[Brano]:
....
27^ Domenica Tempo Ordinario

27^ Domenica Tempo Ordinario – Anno A

Vangelo di Matteo 21, 33-43

Commento di suor Michela Consolandi, FMA

 

La liturgia di questa domenica è attraversata da una delle immagini più suggestive e ricorrenti della Bibbia: l’immagine della vite, simbolo della gioia di vivere, della festa che oltrepassa la routine quotidiana, ma anche immagine di prosperità e amore nuziale.

La prima lettura è un gioiello della poesia ebraica che narra l’amore tra Dio ed Israele: con delle intense pennellate il profeta descrive la cura meticolosa del proprietario nei confronti della vigna: “Egli l’aveva dissodata e sgombrata dai sassi e vi aveva piantato viti pregiate; in mezzo vi aveva costruito una torre e scavato anche un tino”; insomma, pare che il vignaiolo–immagine di Dio- abbia dedicato il meglio delle sue forze e cure per la sua vigna, ma che, come a volte capita nelle nostre relazioni, essa non abbia dato i frutti sperati: “Essa produsse, infatti, acini acerbi”. A questo punto emerge la decisione del padrone di non curarsi più di essa.
....
[Dati forniti]:

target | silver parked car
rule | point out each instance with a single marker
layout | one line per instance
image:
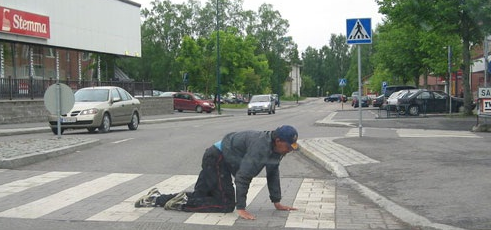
(261, 104)
(100, 108)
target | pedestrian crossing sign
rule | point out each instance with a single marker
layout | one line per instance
(359, 31)
(342, 82)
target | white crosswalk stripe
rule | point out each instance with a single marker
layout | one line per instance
(66, 197)
(21, 185)
(435, 133)
(315, 199)
(126, 210)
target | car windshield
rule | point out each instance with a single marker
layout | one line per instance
(407, 93)
(260, 99)
(198, 96)
(92, 95)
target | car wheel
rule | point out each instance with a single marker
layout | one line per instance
(106, 124)
(133, 125)
(55, 131)
(413, 110)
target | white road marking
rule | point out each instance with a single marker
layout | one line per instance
(124, 140)
(126, 211)
(67, 197)
(21, 185)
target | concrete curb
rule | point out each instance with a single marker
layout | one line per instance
(10, 163)
(173, 119)
(338, 170)
(12, 132)
(332, 166)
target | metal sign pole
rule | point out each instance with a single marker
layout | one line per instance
(360, 127)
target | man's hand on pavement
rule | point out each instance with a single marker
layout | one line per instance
(279, 206)
(245, 214)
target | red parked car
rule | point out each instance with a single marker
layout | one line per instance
(189, 101)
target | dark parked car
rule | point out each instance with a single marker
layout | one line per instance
(365, 101)
(336, 98)
(428, 101)
(394, 88)
(193, 102)
(378, 101)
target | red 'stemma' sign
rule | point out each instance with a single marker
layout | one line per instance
(24, 23)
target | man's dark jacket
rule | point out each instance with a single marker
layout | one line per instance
(246, 154)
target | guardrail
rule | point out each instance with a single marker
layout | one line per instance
(11, 89)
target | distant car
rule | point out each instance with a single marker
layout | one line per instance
(99, 108)
(276, 99)
(389, 90)
(189, 101)
(167, 94)
(336, 98)
(365, 101)
(394, 97)
(261, 104)
(428, 101)
(378, 101)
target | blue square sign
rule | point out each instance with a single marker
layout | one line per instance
(359, 31)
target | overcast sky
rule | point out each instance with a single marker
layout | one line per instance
(313, 21)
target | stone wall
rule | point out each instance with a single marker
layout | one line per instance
(27, 111)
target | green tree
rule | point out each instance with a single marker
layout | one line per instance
(430, 19)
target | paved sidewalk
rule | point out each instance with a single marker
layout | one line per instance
(335, 156)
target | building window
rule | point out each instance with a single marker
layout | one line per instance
(85, 56)
(50, 52)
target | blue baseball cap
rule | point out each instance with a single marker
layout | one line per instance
(288, 134)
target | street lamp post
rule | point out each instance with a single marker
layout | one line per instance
(217, 98)
(450, 78)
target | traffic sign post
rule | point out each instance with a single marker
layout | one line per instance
(384, 87)
(359, 31)
(342, 83)
(59, 99)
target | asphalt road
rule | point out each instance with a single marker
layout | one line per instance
(432, 166)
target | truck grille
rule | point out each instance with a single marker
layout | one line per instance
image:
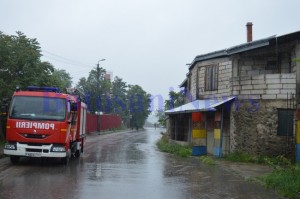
(34, 136)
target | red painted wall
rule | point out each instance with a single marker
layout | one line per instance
(106, 122)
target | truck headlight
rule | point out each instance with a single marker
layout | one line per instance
(10, 146)
(58, 148)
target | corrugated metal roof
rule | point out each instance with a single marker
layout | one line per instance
(233, 50)
(199, 106)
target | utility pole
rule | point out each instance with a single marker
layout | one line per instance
(98, 95)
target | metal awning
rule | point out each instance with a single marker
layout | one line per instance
(200, 106)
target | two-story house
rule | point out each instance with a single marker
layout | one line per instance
(243, 98)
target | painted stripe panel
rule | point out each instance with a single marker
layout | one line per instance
(199, 142)
(217, 133)
(217, 152)
(199, 150)
(298, 132)
(298, 153)
(199, 133)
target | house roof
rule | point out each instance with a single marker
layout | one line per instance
(243, 47)
(199, 106)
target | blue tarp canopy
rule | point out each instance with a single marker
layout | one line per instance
(200, 105)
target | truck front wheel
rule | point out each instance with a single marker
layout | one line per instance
(14, 159)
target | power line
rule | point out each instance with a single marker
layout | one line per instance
(65, 60)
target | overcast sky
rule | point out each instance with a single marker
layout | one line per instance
(145, 42)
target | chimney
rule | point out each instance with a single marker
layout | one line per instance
(249, 31)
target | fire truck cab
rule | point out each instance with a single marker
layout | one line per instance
(42, 122)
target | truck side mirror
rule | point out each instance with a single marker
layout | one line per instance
(4, 110)
(73, 106)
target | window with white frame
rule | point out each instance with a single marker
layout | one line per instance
(211, 78)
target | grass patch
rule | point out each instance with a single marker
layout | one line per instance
(207, 160)
(179, 150)
(239, 156)
(285, 180)
(285, 177)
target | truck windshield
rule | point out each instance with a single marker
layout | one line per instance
(38, 108)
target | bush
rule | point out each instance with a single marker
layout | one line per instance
(285, 181)
(207, 160)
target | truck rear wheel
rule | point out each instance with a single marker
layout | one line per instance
(14, 159)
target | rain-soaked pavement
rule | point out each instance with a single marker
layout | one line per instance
(123, 165)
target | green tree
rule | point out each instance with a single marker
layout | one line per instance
(97, 90)
(20, 64)
(176, 99)
(119, 98)
(139, 104)
(61, 79)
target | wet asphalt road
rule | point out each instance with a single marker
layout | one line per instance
(123, 165)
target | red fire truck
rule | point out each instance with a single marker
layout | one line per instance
(42, 122)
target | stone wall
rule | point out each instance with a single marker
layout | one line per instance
(266, 86)
(256, 131)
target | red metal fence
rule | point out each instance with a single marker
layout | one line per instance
(105, 122)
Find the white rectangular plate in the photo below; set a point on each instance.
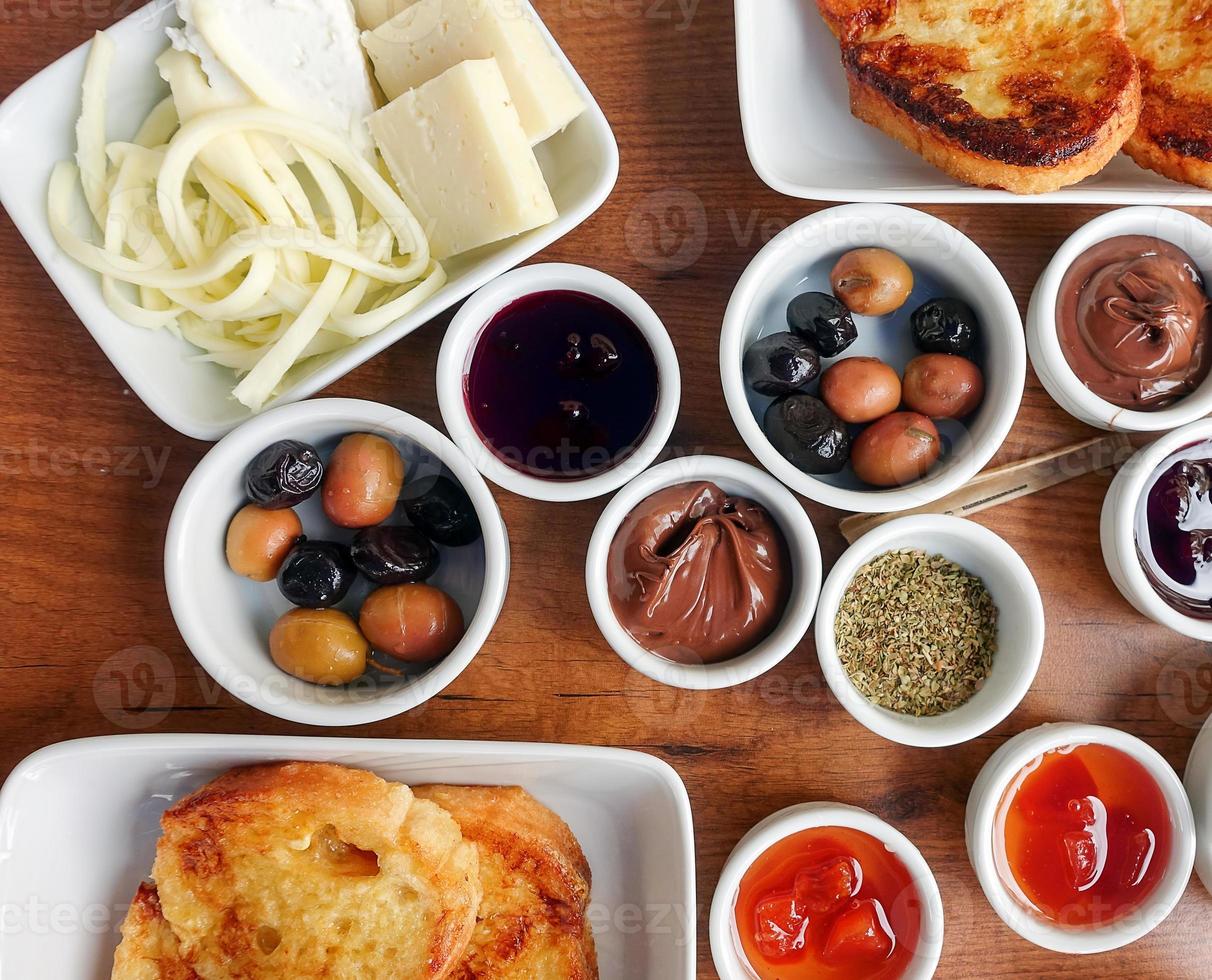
(804, 142)
(38, 130)
(79, 823)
....
[Consegne]:
A – Riporta il tratto del brano sulla vigna che va dalle parole "Vangelo di Matteo" fino alle parole "e amore nuziale.".
B – Stabilisci se ciascuna affermazione concorda con il brano sulla vigna, rispondendo sì o no e citando le parole decisive: (i) il commento è di suor Michela Consolandi; (ii) la vigna produsse frutti maturi; (iii) il vangelo commentato è quello di Luca.
C – Prosegui il brano sulla vigna nella liturgia domenicale, partendo dopo la sua ultima frase.

[Soluzioni]:
A –
Vangelo di Matteo 21, 33-43

Commento di suor Michela Consolandi, FMA

 

La liturgia di questa domenica è attraversata da una delle immagini più suggestive e ricorrenti della Bibbia: l’immagine della vite, simbolo della gioia di vivere, della festa che oltrepassa la routine quotidiana, ma anche immagine di prosperità e amore nuziale.

B –
(i) Sì: «Commento di suor Michela Consolandi, FMA».
(ii) No: «Essa produsse, infatti, acini acerbi».
(iii) No: «Vangelo di Matteo 21, 33-43».

C –
Ad una simile conclusione sembra giungere, ad un primo sguardo, la pericope evangelica, che narra la parabola dei vignaioli omicidi: un uomo pianta la vigna nel suo terreno, la circonda di attenzione e premura, poi la dà in affitto a dei contadini e parte per un paese lontano. Questa volta la vigna produce i frutti sperati, ma i contadini non sono disposti a consegnarli al proprietario; così bastonano e uccidono i messaggeri inviati dal padrone e arrivano ad uccidere il figlio, bramando la sua eredità.

“Quando verrà dunque il padrone della vigna, che cosa farà a quei contadini?” chiede Gesù ai suoi interlocutori. “Quei malvagi, li farà morire miseramente e darà in affitto la vigna ad altri contadini, che gli consegneranno i frutti a suo tempo”.

Dunque, una vigna che non porta frutto e dei contadini che si fanno padroni di quanto è stato loro affidato: credo che la durezza di questi passi possa scuotere la vita di ciascuno, dissodando il terreno del proprio cuore e aprendolo alla verità.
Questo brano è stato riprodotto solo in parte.